Start Supplied material

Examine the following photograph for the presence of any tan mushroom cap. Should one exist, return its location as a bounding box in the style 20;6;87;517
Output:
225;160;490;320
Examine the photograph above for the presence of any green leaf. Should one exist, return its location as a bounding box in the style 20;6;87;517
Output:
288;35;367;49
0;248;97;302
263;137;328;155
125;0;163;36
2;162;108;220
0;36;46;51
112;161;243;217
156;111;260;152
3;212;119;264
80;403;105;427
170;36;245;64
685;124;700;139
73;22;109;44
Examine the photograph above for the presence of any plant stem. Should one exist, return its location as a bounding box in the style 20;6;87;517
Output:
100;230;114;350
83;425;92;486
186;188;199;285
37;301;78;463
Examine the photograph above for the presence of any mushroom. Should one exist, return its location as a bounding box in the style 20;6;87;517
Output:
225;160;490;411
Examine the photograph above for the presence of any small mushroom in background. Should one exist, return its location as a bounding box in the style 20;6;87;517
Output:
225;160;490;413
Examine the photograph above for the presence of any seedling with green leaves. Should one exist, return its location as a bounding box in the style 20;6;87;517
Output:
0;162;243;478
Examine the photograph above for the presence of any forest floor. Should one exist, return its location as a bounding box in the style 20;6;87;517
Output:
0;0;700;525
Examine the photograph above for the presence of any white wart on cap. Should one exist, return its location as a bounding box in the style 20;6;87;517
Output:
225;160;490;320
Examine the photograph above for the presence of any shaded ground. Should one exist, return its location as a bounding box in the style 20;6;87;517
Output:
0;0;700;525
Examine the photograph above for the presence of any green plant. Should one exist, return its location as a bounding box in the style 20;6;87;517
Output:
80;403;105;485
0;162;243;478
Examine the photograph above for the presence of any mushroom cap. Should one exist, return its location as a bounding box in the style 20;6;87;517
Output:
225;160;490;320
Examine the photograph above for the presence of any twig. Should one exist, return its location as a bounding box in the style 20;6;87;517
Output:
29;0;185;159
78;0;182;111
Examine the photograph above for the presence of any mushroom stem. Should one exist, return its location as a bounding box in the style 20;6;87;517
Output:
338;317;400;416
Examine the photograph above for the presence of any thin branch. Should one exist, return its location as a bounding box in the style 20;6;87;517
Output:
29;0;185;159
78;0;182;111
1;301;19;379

End Supplied material

Your goal => Reproduce the data word for word, from its first line through the line containing "37;301;78;463", including both of those lines.

Solution to this problem =>
Examine the following photograph for the presence of any tan mushroom cap. Should one exist, return its location as a bounding box in the style 20;6;87;517
Output:
225;160;490;320
Examine the photograph above for the presence of any green leaf. Should one exist, return its location as a bounding box in the style 20;6;87;517
Output:
288;35;367;49
0;248;97;302
263;137;328;155
125;0;163;36
2;162;108;220
0;36;46;51
112;161;243;217
156;111;260;152
3;212;119;264
80;403;105;427
170;36;245;64
685;124;700;139
73;22;109;44
Examine the photograph above for the presence of any plant stem. Should one exist, return its location as a bounding box in the style 20;6;87;517
Output:
100;230;114;350
83;425;92;486
186;188;199;285
37;301;78;463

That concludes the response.